- TEXT FOR ANALYSIS:
Following the announcement earlier this month of a massive cyberattack, Anthem has more good news to share with the American public today. While most companies breached by computer criminals only manage to see the data of their own customers go out the door, Anthem has achieved a new level of data security failure and managed to lose to hackers the data of 8.8 million people who are not even their customers.
The nation’s second largest health insurer is part of a national network of independently run Blue Cross Blue Shield plans – which allows BCBS customers to receive medical services when they are in an area where the networks is operated by a different insurance provider. Because those customers may be part of the database that was hacked, those Blue Cross Blue Shield (but non-Anthem) plan holders are potentially affected.
This is the first time that Anthem has quantified the impact of the breach on members of health insurance plans that it does not operate.
That brings the total records to a staggering 78.8 million customers, but that number is still lower than its initial estimate of 80 million. That figure includes 14 million incomplete records that it found. The insurance company does not know the exact number of Anthem versus non-Anthem customers affected by the breach because of those incomplete records, according to Anthem spokeswoman Kristin Binns.

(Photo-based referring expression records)
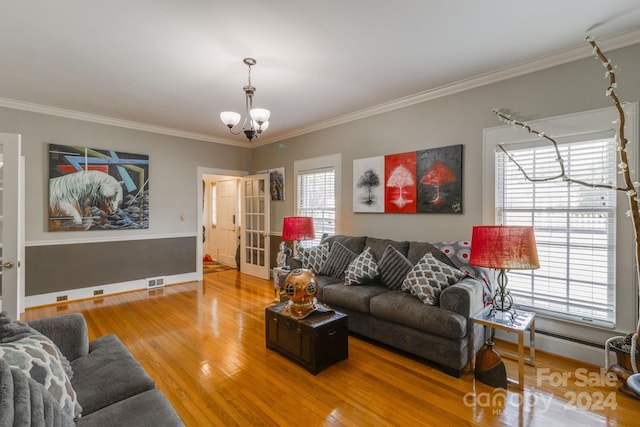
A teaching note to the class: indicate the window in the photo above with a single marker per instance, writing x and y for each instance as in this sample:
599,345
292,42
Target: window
584,238
214,208
317,194
574,226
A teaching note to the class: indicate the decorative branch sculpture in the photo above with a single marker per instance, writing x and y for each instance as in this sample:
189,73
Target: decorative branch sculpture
629,187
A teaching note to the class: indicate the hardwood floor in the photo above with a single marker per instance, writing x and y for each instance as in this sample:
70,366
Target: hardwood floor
204,344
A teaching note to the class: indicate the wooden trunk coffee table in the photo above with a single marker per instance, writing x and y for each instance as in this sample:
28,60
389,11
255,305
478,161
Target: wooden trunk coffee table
314,342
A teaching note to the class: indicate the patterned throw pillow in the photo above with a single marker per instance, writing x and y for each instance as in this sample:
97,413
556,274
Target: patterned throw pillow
394,267
37,357
313,258
460,252
429,277
339,259
362,270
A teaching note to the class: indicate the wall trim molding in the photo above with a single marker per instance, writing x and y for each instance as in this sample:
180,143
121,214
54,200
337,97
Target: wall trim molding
561,57
111,121
108,289
34,243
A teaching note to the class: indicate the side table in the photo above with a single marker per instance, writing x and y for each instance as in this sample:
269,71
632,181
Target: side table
277,273
517,322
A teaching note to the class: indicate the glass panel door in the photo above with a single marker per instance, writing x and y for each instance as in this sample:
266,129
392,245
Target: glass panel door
254,239
11,201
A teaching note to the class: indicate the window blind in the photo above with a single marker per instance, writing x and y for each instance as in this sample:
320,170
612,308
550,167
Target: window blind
574,227
316,198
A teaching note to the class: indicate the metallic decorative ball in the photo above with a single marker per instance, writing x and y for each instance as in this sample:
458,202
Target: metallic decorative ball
300,287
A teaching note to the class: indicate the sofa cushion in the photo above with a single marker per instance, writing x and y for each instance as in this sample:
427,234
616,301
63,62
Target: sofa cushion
314,257
353,243
418,249
378,246
338,260
429,277
362,270
352,297
149,408
108,374
400,307
394,267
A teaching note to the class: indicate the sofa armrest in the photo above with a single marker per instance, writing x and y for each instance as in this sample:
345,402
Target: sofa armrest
69,332
465,297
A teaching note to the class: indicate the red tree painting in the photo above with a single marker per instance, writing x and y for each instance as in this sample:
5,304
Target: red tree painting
440,180
400,183
438,175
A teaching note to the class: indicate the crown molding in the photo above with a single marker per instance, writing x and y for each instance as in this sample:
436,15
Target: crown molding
561,57
110,121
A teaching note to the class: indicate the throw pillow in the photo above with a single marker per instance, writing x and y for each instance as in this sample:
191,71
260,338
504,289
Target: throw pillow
38,358
363,269
394,267
15,330
459,252
339,259
429,277
313,258
28,402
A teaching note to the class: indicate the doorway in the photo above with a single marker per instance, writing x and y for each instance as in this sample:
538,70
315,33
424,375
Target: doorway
220,220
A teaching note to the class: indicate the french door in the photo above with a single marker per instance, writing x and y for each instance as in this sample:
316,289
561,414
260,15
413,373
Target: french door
12,227
255,226
226,212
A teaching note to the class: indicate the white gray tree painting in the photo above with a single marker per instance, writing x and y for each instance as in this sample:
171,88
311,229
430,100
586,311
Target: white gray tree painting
368,184
92,189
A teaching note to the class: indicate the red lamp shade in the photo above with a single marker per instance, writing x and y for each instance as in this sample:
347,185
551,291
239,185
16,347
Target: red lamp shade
504,247
298,228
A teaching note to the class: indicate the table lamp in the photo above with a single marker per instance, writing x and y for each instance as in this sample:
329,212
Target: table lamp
296,228
504,248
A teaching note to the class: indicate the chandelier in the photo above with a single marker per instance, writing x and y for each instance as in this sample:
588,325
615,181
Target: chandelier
256,120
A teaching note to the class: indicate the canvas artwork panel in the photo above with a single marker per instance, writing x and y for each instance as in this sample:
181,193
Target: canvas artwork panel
95,189
400,182
368,184
276,183
439,175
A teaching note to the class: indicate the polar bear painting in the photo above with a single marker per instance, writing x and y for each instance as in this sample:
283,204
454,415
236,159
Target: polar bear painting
71,197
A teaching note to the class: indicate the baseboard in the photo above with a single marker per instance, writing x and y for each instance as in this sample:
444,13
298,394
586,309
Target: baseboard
101,290
565,348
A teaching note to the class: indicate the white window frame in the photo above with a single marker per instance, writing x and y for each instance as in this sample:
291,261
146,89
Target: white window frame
572,126
333,161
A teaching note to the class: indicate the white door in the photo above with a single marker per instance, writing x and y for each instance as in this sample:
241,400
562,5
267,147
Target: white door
254,242
227,210
12,228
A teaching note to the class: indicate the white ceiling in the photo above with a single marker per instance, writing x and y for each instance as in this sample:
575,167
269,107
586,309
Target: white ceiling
172,66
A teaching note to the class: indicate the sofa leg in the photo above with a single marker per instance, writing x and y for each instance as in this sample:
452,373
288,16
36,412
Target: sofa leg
453,372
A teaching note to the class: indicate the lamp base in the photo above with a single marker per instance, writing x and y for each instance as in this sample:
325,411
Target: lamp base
490,368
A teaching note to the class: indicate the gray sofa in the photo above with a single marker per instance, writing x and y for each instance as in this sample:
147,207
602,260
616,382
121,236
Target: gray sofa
111,387
440,333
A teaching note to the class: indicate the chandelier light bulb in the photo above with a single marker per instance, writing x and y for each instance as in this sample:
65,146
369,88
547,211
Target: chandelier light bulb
260,115
230,118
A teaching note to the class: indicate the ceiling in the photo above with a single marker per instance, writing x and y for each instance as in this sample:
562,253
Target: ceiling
172,66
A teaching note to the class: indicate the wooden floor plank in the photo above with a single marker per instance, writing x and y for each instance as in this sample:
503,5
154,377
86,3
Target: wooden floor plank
204,345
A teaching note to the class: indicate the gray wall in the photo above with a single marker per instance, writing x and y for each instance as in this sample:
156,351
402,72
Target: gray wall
173,187
456,119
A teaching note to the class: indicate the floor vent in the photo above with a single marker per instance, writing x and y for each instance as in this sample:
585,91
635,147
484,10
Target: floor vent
155,282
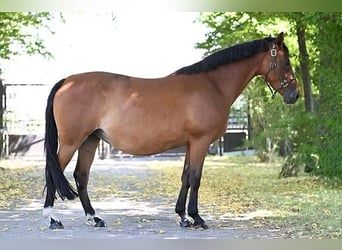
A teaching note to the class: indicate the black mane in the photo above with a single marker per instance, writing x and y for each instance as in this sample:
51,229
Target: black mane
227,55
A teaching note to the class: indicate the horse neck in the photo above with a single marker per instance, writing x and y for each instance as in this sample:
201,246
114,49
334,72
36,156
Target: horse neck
231,79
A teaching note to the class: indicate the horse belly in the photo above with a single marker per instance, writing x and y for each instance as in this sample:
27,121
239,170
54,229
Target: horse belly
138,138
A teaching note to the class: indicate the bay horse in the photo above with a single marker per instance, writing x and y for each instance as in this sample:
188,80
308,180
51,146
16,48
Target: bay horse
148,116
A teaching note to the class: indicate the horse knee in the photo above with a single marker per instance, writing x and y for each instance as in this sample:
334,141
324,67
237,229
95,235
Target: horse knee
81,178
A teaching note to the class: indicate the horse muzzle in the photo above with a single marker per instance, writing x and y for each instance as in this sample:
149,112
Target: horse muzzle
291,95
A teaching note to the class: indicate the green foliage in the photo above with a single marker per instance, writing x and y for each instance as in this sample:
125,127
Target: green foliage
236,192
312,140
328,76
16,38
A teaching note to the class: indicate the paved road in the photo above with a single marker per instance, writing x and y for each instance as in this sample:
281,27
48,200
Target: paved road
126,217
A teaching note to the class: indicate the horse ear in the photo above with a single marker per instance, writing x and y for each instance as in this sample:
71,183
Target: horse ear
280,39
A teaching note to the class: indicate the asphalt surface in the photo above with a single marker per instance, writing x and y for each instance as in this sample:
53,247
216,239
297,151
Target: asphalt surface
125,217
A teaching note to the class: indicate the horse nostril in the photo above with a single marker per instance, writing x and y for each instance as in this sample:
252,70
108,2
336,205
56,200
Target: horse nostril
297,96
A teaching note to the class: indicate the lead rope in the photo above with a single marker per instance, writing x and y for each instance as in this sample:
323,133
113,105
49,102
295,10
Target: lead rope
273,65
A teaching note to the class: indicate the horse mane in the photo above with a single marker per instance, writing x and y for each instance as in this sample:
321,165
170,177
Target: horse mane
228,55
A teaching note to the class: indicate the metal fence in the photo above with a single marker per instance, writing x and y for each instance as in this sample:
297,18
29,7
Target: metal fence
22,114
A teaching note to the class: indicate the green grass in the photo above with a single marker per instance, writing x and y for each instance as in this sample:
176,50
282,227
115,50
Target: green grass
231,187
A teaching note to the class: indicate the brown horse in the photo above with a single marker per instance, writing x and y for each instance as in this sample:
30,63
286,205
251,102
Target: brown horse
147,116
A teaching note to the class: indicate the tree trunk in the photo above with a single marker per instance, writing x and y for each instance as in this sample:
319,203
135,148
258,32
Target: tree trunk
304,68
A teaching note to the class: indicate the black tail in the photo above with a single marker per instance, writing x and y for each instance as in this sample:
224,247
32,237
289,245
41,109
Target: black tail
54,176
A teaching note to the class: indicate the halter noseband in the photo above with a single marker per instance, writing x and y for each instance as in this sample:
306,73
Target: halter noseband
273,64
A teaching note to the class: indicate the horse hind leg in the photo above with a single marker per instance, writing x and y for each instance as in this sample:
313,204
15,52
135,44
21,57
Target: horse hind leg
85,158
65,154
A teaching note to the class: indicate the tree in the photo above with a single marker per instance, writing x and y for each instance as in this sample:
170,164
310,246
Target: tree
271,128
329,110
16,37
311,130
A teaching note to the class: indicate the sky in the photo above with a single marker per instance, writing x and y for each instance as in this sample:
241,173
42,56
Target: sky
143,44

- COMPLETE THE FOLLOWING:
A. Using the article about the Anthem data breach, please explain in one to three sentences why Blue Cross Blue Shield plan holders who are not Anthem customers are potentially affected.
B. Pick up the article about the Anthem data breach at the point where it stops, and keep writing it from there.

- WRITTEN RESPONSES:
A. Anthem is part of a national network of independently run Blue Cross Blue Shield plans that lets BCBS customers receive medical services in areas where the network is operated by a different insurance provider. Because those customers may be part of the database that was hacked, non-Anthem plan holders are potentially affected.

B.
Binns went on to note that the hacked data were restricted to personal data -names, dates of birth, member ID/Social Security numbers, addresses, phone numbers, email addresses and employment information such as income data – but no payment information or medical data.
The company’s investigation is ongoing as Anthem tries to suss out what consumer information was actually stolen, as opposed to merely accessed. The firm will begin mailing letters next week to Anthem customers and other Blue Cross Blue Shield members whose data may have been involved in the attack.
Security experts are becoming increasingly concerned, especially about what the Anthem breach represents. It is becoming apparent that unlike their counterparts in retail and finance, healthcare seems to be behind the times in securing its data. Anthem did not encrypt the hacked database at all – it saved encryption for file transfers.